SUPPLIED PASSAGE:
● ● ●

APS New England Section, March 30-31, 2001, Middlebury, Vermont
The APS New England Section held its annual spring meeting at Middlebury College in Vermont in March, in conjunction with the corresponding geographical section of the American Association of Physics Teachers. Friday afternoon's program centered on the theme of chaos, complexity and self-organization, and featured talks on nonlinear dynamics and mixing dynamical systems. Thomas Moore of Pomona College was the keynote speaker at the banquet later that evening, summarizing lessons he learned about reforming the introductory calculus-based physics course at Pomona. In addition to assorted topics in general physics, Saturday morning's program focused on chaos, complexity and self-organization in the high school and college classroom. In addition, two general interest invited talks were given outlined six ideas that helped shape physics, and applied chaos to ship dynamics and wave propagation.
APS New York Section, April 6-7, 2001, Yorktown Heights, New York
The APS New York Section held its annual spring meeting at the IBM T.J. Watson Research Center, organized around the theme of the physics of self-organized nanostructures, including nanocrystals, nanowires and nanoporous templates. Each of the three half-day sessions — two on Friday and one on Saturday morning — consisted of an introductory tutorial followed by a series of topical presentations by such luminaries in the field as Lynn Boatner of Oak Ridge National Laboratory; IBM's own Frances Ross; Leonid Tsybeskov of the University of Rochester; and Alexei Ekimov of Nanocrystal Technology. Louis Brus of Columbia University was Friday evening's banquet speaker, summarizing current trends in nanostructured materials physics.

● ● ●

PROBLEM SET:
**A)** Translate this sentence from the report on APS section spring meetings into Spanish: "Louis Brus of Columbia University was Friday evening's banquet speaker, summarizing current trends in nanostructured materials physics."
**B)** Pick up the report on APS section spring meetings after its final sentence and keep writing it.

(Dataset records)
● ● ●

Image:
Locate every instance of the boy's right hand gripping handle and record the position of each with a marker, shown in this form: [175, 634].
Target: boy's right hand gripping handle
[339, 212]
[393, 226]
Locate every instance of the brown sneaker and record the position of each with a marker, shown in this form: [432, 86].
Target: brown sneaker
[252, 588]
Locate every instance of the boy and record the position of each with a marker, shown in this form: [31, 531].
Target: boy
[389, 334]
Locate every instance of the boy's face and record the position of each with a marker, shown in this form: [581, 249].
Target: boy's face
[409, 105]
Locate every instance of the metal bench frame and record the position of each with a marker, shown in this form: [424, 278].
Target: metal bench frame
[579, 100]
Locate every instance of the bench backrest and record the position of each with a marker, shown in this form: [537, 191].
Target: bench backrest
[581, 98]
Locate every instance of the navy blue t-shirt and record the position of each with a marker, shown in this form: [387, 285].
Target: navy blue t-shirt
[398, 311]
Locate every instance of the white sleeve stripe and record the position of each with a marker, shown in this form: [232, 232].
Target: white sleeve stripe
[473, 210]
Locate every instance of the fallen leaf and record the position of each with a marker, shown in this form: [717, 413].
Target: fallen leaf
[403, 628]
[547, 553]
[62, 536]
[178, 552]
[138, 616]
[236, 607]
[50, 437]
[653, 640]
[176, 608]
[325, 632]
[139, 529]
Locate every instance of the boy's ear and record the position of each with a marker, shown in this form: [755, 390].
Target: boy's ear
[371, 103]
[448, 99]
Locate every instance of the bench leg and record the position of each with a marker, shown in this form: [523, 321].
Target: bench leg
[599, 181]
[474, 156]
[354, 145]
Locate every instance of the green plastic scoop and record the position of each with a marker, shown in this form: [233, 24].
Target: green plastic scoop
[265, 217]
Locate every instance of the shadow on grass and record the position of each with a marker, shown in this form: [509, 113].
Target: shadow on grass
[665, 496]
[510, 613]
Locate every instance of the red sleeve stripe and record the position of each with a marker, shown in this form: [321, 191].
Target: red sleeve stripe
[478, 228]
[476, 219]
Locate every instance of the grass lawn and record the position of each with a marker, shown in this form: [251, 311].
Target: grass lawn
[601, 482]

● ● ●

YOUR RESPONSES:
**A)** Louis Brus, de la Universidad de Columbia, fue el orador del banquete del viernes por la noche y resumió las tendencias actuales en la física de los materiales nanoestructurados.

**B)**
APS Ohio Section, April 20-21, 2001, Kent, Ohio
The APS Ohio Section held its annual spring meeting in April at Kent State University. Friday afternoon's session featured talks on membrane protein structure, solid state NMR, and the dynamics of heme proteins determined by synchrotron Mössbauer scattering, followed by a tour of the university's Liquid Crystal Institute. Thomas Weber, director of NSF's Division of Materials Research, gave a public presentation following the evening banquet, outlining NSF initiatives in information technology research, nanoscale science and engineering, and biocomplexity in the environment. Saturday morning featured two additional invited lectures on the collapse mechanism in lung surfactant systems, and scanning near-field infrared microscopy of single living cells.